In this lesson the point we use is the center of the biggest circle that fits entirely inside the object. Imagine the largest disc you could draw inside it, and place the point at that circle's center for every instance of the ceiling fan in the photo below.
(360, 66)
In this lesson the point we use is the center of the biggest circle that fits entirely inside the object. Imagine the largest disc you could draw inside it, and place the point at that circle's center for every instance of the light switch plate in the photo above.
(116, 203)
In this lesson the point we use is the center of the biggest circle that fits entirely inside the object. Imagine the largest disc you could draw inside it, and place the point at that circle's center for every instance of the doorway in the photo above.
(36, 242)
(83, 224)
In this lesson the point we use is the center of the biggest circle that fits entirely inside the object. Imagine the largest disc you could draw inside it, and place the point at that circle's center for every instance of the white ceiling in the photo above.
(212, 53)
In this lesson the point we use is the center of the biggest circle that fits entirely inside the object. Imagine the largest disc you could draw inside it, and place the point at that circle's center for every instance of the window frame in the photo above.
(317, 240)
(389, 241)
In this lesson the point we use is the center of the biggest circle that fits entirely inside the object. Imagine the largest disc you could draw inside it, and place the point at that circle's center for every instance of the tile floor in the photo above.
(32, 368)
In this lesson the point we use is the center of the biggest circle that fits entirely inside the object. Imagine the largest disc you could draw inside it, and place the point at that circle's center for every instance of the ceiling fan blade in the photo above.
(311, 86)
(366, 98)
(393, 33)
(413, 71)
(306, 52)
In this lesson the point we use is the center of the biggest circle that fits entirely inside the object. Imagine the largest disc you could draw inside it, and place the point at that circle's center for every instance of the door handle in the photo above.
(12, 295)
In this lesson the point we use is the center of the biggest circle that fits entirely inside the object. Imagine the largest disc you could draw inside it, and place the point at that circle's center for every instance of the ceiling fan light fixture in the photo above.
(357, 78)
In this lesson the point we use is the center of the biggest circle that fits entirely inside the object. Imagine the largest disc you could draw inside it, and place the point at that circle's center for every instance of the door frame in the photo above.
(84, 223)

.....

## PROBLEM TO SOLVE:
Copy out the part of the listing that opens with the line containing "door frame in the photo above." and runs through the end of the listing, with the request line included. In the answers, shift every coordinate value by -6.

## WRITTEN ANSWER:
In this lesson the point we use is the center of the biggest circle that fits entirely inside the object. Imagine the largest disc you could draw inside it, and place the point at that circle's center for every instance of the door frame in the photo above.
(78, 217)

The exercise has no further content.